Start of INPUT FOR THIS TASK

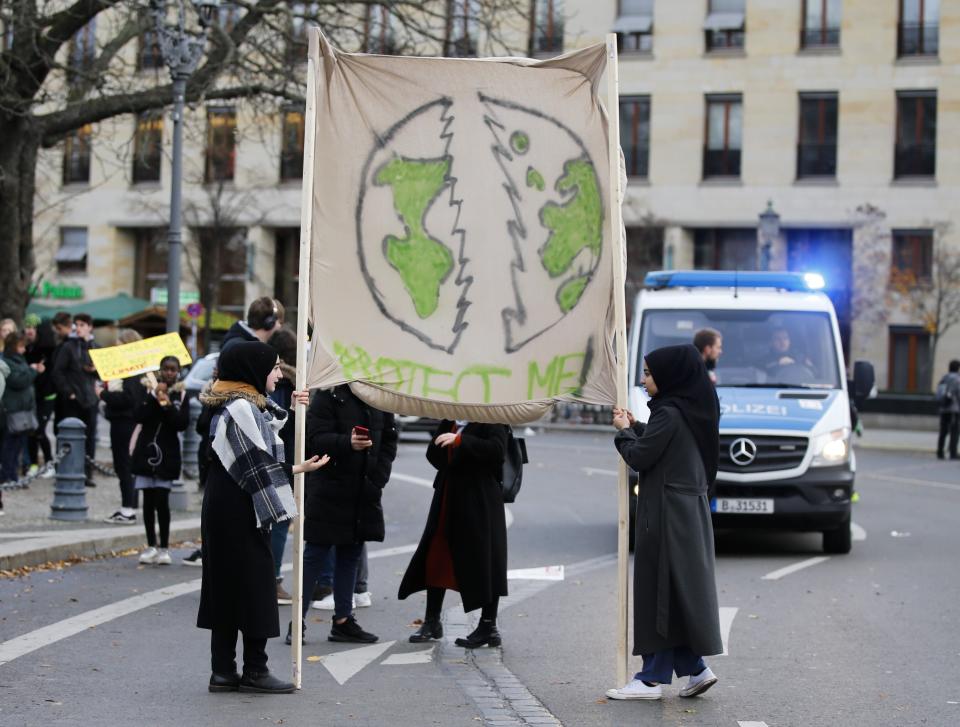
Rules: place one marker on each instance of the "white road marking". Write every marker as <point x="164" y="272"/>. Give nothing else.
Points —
<point x="781" y="572"/>
<point x="344" y="664"/>
<point x="912" y="481"/>
<point x="546" y="573"/>
<point x="424" y="656"/>
<point x="727" y="614"/>
<point x="596" y="471"/>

End of INPUT FOR THIS TASK

WHAT THE TASK ASKS
Copy out the preceding entries without a single change, leaving out the pictures.

OUTPUT OF THE EXERCISE
Rules: place one marker on each instance of the "white road marking". Write every marker as <point x="164" y="272"/>. Give nothing else.
Points —
<point x="781" y="572"/>
<point x="344" y="664"/>
<point x="912" y="481"/>
<point x="546" y="573"/>
<point x="424" y="656"/>
<point x="727" y="614"/>
<point x="596" y="471"/>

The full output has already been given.